> _TEXT PASSAGE_
*** Begin section ***
The Top 10 holdings are quite interesting and outside of the norm. They account for only 22% of holdings and no stock accounts for more than 2.55% of holdings.
As you’ll see with its performance, this index fund has struggled as of late to keep up with the TSX Index.
CDZ 5 year dividend adjusted performance vs the TSX Index
iShares S&P/TSX Capped Info Tech ETF (TSX:XIT)
|1||CGI Inc (GIB.A)||16.02|
|6||Constellation Software (CSU)||23.66|
|8||Enghouse Systems (ENGH)||2.37|
|9||Lightspeed POS (LSPD)||1.15|
Over the past decade, the TSX Index has underperformed the U.S. markets in a fairly significant way. The main reason? Exposure to technology.
Information Technology accounts for only 5.2% of the TSX Index.
Although this is up significantly from years past, it pales in comparison to the exposure south of the border. Information Technology is the top weighted sector accounting for 22% of the S&P 500.
As mentioned, Canada is starting to form an impressive collection of IT companies.
XIT has, to put it lightly, soared due to the COVID-19 market crash and the pandemic overall. You’ll see in the performance chart below that this index fund has absolutely crushed the overall returns of the TSX Index over the last 5 years. With management fees of 0.6%, it’s fairly expensive to own this index fund. However, the returns are well worth the fees.
Given the tech boom, it is not surprising the XIT has been a beast.
In 2019, it returned 51%, crushing both the TSX (18.33%) and the average of other sector equity funds (11.06%). In 2020, the index fund is up yet another 45% while the TSX is losing mid double digits.
If you are bullish on the markets, expect XIT to consistently outperform.
Interestingly, the top four holdings account for 82.27% of the portfolio. These include Constellation Software (TSX:CSU), CGI Group (TSX:GIB.A), Shopify (TSX:SHOP) and Open Text (TSX:OTEX). Combined, the top 10 account for 98.42% of assets.
Although this ETF does contain other tech companies, a purchase of XIT is a big bet on the top four holdings that we list above.
So, why so heavily weighted?
This lack of diversification is a reflection of a young industry. As mentioned, tech hasn’t had a big presence on the TSX and it has only recently begun to expand.
This is a highly concentrated ETF appropriate for those with a higher risk appetite, and for investors looking to capture the best of the best, TSX-listed technology companies.
*** End section ***
> _RECORD EXCERPTS_
*** Begin section ***
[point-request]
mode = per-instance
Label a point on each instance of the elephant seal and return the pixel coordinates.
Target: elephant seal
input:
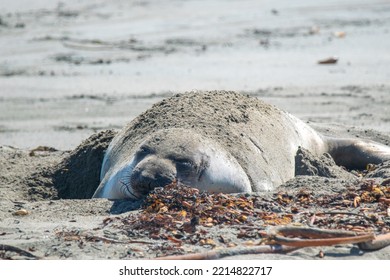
(218, 141)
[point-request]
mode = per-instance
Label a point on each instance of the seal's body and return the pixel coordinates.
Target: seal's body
(219, 142)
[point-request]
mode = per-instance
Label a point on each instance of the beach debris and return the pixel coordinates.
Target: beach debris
(41, 149)
(21, 212)
(329, 60)
(4, 248)
(173, 217)
(339, 34)
(314, 30)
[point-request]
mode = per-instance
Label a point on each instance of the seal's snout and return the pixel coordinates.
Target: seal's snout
(150, 173)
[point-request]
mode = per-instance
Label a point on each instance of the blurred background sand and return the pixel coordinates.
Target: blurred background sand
(68, 69)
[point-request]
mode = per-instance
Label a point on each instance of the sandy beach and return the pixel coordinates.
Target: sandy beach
(77, 70)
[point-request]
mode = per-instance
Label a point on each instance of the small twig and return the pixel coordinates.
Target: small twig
(109, 240)
(317, 237)
(222, 253)
(17, 250)
(343, 213)
(379, 242)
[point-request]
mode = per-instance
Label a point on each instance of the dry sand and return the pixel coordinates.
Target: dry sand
(70, 70)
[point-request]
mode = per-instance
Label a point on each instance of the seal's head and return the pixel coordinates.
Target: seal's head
(169, 155)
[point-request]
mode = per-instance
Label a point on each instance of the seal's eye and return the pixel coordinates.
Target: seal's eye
(143, 151)
(184, 164)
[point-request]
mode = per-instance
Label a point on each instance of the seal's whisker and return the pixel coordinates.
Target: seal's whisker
(127, 187)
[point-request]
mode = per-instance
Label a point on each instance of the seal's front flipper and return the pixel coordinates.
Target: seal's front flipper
(357, 153)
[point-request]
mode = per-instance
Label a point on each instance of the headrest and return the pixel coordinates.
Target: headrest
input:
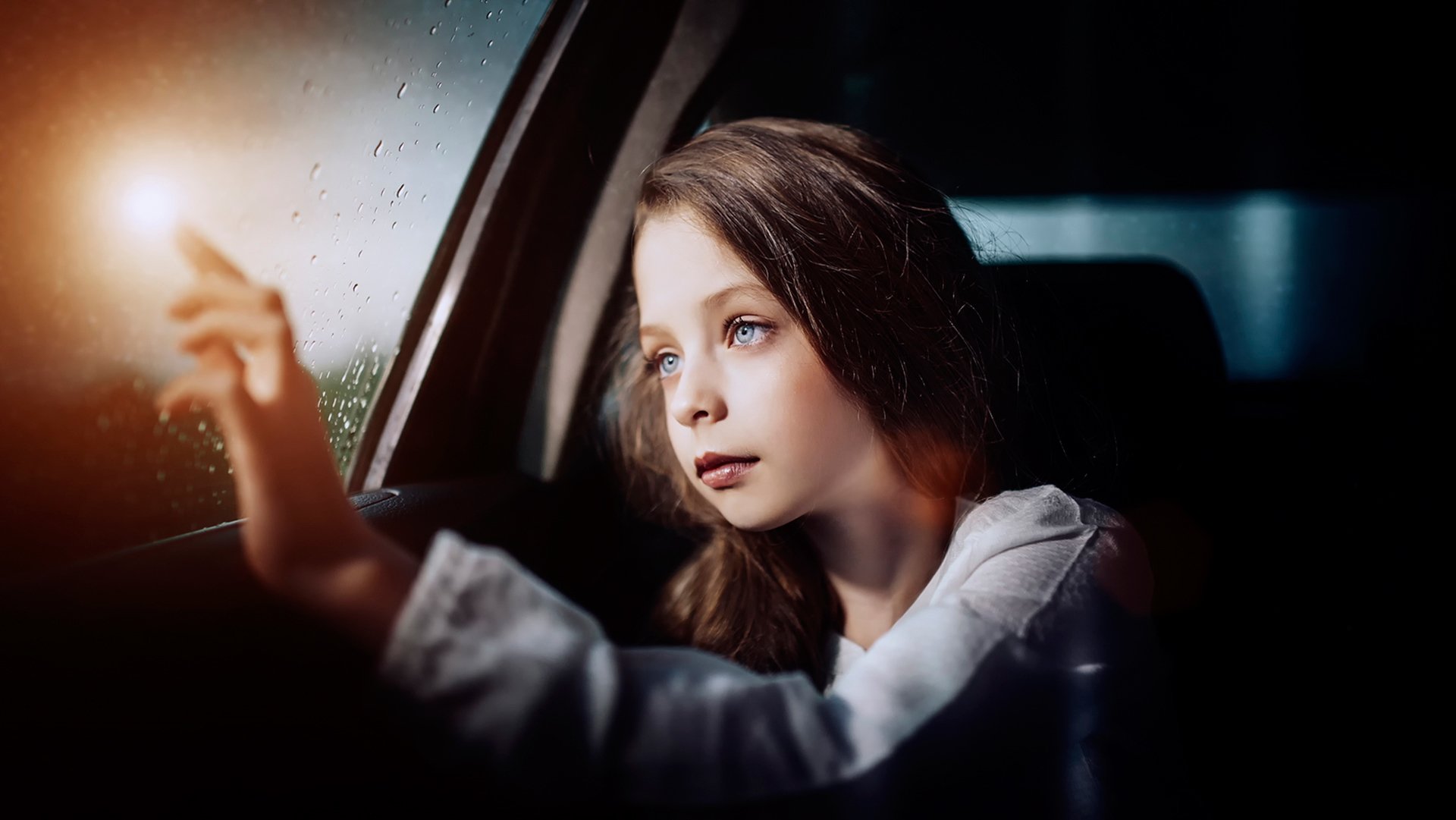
(1114, 379)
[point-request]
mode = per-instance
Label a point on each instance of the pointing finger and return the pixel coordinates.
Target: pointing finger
(202, 256)
(251, 329)
(216, 291)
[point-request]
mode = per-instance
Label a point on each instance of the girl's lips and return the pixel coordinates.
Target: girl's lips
(727, 475)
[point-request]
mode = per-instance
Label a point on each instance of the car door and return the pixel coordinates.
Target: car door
(162, 666)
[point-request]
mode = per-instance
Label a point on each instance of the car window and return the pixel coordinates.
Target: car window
(321, 147)
(1264, 261)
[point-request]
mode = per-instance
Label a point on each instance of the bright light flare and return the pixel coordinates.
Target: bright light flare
(152, 206)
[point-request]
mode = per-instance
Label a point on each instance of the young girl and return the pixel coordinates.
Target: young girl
(805, 383)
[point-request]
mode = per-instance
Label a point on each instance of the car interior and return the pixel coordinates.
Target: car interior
(1266, 503)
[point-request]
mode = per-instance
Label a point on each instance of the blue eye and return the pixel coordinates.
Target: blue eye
(748, 332)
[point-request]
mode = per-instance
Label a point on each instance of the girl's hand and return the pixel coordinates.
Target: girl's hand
(300, 533)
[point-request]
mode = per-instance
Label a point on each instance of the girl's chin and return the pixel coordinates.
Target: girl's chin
(752, 514)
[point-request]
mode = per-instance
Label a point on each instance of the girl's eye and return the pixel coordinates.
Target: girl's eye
(747, 332)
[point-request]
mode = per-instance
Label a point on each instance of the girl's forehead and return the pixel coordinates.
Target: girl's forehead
(676, 264)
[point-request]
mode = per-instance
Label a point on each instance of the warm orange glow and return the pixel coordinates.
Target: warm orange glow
(152, 206)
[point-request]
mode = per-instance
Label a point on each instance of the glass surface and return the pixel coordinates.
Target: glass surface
(1285, 274)
(319, 146)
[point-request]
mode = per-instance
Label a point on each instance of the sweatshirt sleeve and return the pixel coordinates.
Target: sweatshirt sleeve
(536, 691)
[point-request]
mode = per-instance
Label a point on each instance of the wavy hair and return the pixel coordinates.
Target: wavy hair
(870, 261)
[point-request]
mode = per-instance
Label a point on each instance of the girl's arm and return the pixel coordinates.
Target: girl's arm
(535, 690)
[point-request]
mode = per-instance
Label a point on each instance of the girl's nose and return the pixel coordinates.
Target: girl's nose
(698, 397)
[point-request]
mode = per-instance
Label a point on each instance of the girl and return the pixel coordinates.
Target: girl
(805, 382)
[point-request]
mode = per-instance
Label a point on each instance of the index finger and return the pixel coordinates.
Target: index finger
(202, 256)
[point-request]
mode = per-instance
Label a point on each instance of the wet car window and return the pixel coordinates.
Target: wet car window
(321, 147)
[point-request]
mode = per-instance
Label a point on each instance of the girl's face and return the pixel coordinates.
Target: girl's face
(740, 379)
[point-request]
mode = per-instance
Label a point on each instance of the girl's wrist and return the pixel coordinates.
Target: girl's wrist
(360, 590)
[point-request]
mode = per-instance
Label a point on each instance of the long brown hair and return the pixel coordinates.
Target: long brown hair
(873, 265)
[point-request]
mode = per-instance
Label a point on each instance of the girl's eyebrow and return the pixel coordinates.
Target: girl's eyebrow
(752, 291)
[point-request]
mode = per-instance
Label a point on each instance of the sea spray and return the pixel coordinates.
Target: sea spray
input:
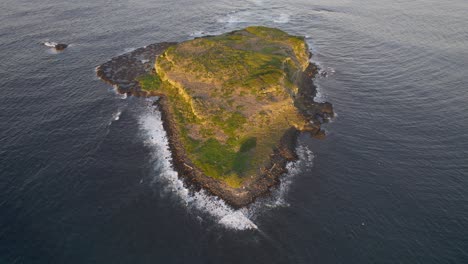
(200, 201)
(156, 138)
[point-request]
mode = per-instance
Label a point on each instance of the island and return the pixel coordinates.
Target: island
(232, 105)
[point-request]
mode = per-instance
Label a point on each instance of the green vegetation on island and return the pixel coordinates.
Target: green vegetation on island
(232, 97)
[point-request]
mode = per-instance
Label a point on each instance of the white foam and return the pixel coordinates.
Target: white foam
(278, 195)
(127, 50)
(116, 115)
(50, 44)
(201, 201)
(283, 18)
(198, 201)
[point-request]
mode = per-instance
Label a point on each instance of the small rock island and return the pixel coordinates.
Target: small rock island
(232, 105)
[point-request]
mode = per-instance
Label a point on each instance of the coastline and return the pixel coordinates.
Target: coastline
*** End section ***
> _WORK ORDER_
Continue the article on Canadian ETFs, starting right after its last sentence.

> _RESULT OF THE TASK_
XIT 5 year dividend adjusted performance vs the TSX Index
iShares Core S&P U.S. Total Market Index ETF (TSX:XUU)
|3||Alphabet Inc A||1.43|
|4||Johnson & Johnson||1.24|
|7||Alphabet Inc C||1.39|
|9||Visa Class A||1.09|
|10||Proctor & Gamble||0.99|
One of the biggest mistakes made by Canadian investors is lack of exposure to markets outside of the country. The TSX Index is heavily weighted towards financials and is highly dependent on resources.
Considering this, investors should add exposure to equities south of the border.
The iShares Core S&P U.S. Total Market Index ETF is the best and most diversified way to accomplish this. It trades in Canadian dollars, and aims to track the performance of the S&P.
It is a relatively young ETF having only been introduced in 2015. Prior to this market crash, it had frequently outperformed the S & P 500.
Outside of significantly increasing diversification, it has ultra-low MER fees of 0.07%. It is worth noting however, that his is slightly misleading (more on that later).
The Top 10 securities account for only 23.15% of assets, and there are 3,436 stocks in the portfolio, a testament to its diversification. Not surprisingly tech dominates the top 10 with Microsoft, Apple and Amazon leading the way. Berkshire Hathaway and Johnson & Johnson also crack the top 10.
There is no better way to increase your exposure to the stock markets south of the border.
A word of caution however, the ETF is subject to withholding taxes.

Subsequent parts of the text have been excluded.